Tuesday, August 23, 2011

I've been thinking hard recently.

A few days ago after reading his blog I asked Jeffery on Formspring what he thought about determinism. I first learnt about determinism a few months ago from watching Waking Life (which I found about from Roger) and the idea seemed so amazing to me that I've thought about it a lot ever since. I now know that what I thought was determinism could be more accurately described as deterministic fatalism. That sounds a bit complicated but you can basically summarise it as this: if the laws of nature precisely govern the behaviour of every little particle in the universe, then everything that ever happens in the future can only follow one set path.

I had difficulty getting my head around this idea. It's not so hard to imagine that things like the orbit of the Earth, the death of a star, the formation of a galaxy are all predetermined events brought on by pre-existing conditions. But it gets harder when you realise that our minds are also made of the same particles as anything else in the world. So everything we think about, everything we do is not guided by our free will but rather the Laws of Nature being carried out within the particles of our mind. It's such a drastic conclusion but I can't think of any way that it's not true.

AVAILABLE DATA:
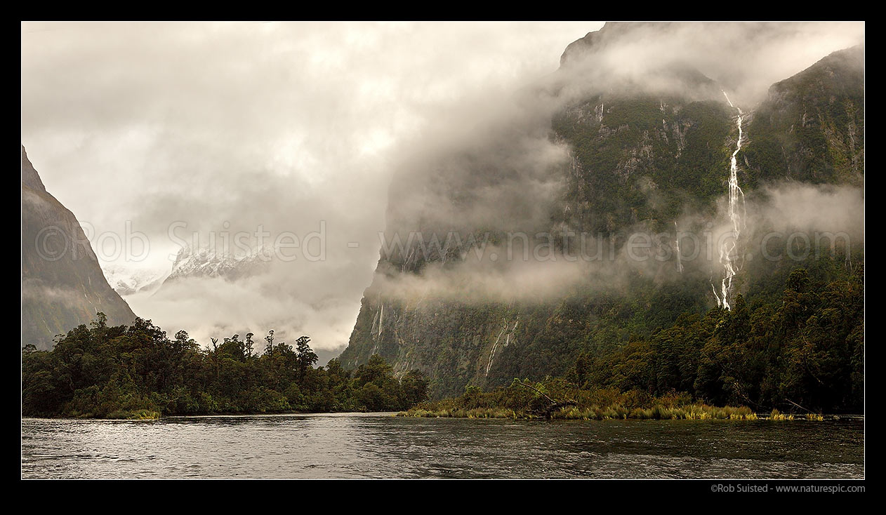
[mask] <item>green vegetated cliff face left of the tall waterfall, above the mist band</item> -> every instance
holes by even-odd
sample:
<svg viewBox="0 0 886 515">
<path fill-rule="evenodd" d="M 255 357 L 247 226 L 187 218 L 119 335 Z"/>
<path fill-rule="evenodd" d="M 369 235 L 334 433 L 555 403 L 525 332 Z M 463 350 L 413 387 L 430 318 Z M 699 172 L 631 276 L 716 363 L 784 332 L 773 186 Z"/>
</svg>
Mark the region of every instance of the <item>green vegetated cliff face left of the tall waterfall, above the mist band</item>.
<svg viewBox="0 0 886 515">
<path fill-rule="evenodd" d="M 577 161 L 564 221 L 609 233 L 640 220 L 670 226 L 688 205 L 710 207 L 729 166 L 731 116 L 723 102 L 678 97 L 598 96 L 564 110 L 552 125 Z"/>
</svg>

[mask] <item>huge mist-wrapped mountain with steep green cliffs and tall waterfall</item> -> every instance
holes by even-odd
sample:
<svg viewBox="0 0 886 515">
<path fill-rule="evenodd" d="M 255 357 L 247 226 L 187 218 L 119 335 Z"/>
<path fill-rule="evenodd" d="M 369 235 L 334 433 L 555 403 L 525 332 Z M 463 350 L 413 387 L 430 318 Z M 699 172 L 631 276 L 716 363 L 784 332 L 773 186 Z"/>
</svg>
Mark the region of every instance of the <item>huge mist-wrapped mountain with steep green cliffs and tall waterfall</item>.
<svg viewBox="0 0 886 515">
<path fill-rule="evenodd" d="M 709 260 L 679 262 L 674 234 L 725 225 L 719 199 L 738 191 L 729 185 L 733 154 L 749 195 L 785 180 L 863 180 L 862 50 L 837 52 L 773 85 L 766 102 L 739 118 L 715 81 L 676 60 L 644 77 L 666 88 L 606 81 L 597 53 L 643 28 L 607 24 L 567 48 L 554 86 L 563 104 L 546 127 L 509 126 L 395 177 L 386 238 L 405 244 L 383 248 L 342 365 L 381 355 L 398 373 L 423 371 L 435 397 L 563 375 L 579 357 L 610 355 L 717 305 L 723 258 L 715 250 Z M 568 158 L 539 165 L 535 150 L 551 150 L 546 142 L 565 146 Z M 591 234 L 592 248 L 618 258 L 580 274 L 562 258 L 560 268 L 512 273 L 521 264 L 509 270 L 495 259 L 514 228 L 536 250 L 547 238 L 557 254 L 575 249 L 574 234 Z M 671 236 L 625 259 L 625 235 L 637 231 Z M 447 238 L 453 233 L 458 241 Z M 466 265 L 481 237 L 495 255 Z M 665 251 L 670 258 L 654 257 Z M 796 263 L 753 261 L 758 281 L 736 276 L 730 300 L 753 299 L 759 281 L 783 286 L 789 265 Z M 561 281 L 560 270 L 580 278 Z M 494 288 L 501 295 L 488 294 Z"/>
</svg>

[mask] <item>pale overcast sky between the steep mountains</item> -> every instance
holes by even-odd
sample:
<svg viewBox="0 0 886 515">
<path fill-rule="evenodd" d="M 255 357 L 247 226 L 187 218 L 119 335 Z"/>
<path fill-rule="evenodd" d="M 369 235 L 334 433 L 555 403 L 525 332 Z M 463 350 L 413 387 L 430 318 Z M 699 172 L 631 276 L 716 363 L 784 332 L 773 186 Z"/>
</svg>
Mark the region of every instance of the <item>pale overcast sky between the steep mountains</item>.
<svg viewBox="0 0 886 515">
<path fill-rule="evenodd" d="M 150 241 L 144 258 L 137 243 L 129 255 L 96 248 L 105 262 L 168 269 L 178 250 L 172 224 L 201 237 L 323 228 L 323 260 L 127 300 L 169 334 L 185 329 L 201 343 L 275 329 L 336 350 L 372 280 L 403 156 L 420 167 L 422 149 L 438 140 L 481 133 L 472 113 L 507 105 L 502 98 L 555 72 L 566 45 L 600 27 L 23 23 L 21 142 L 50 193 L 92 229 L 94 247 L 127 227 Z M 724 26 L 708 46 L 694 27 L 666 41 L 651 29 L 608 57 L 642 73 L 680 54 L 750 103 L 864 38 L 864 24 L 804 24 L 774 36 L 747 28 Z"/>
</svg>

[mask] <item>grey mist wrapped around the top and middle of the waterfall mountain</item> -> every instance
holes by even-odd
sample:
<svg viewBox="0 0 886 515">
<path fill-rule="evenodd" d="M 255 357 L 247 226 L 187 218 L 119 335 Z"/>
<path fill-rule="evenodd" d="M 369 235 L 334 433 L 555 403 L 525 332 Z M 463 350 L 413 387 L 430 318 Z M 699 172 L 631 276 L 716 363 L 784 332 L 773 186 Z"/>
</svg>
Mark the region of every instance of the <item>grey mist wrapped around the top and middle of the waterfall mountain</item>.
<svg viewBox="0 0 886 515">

REQUIRED ACTION 1: Translate this sentence from the blog post about determinism into Spanish: "It's such a drastic conclusion but I can't think of any way that it's not true."
REQUIRED ACTION 2: Carry on the blog post about determinism from the point where it stops.

ANSWER BOX 1: Es una conclusión tan drástica, pero no se me ocurre ninguna forma en que no sea cierta.

ANSWER BOX 2:
Accepting this belief of determinism, it then becomes quite hard to contemplate the implications of it. Should we resign to the futility of human will and forgo responsibility for our decisions? Technically, you don't even get to make that decision because that's predetermined too. But in real life when you make a decision, it still feels like you're making a choice and that you're in control of what you're doing. Free will may be an illusion, but it's certainly a very good one. People seem to make decisions everyday that affect the course of their lives. Everybody still needs to be held accountable for their actions and their decisions if society is to function. It seems that for all discussion of ethics, politics and practical real world issues, a fatalistic viewpoint while logically valid, is quite dangerous for the attitude of defeatism it implies.

Perhaps more profound are the consequences of these beliefs on things like spirituality. When one imagines the universe and consequently everybody within it to simply be a jumble of particles forced to follow a set sequence of interactions then that leaves pretty much no room for concepts like the human soul. I think this is a different topic altogether but thinking about this made me realise that the attributes that make up what we believe to be the 'human soul' like our personalities, memories, thoughts and beliefs are really just a specific arrangement of neurons. These things that we believe to be immaterial and maybe even persistent after death are in fact physical things that exist within our skull and decompose when we die. For this reason, I believe that there is no afterlife.

Anyway, this post was initially intended to be just about my fatalistic beliefs but it diverged a bit at the end. The reason I wrote about this stuff is that Jeffery lent me his course book thing from the philosophy course he did last year on the module 'Time and Cause'. This was meant to be a kind of introduction about why I'm interested in philosophy before I started writing about what I thought about the book Jeffery lent me but it turned out quite long. I'm halfway through the book Jeffery lent me and I'll blog about it sometime soon. It's titled 'Time and Cause'.

2 comments:

Potato said...

see the thing is, determinism says that all actions are futile. but if you believe that, it was caused by you believing determinism.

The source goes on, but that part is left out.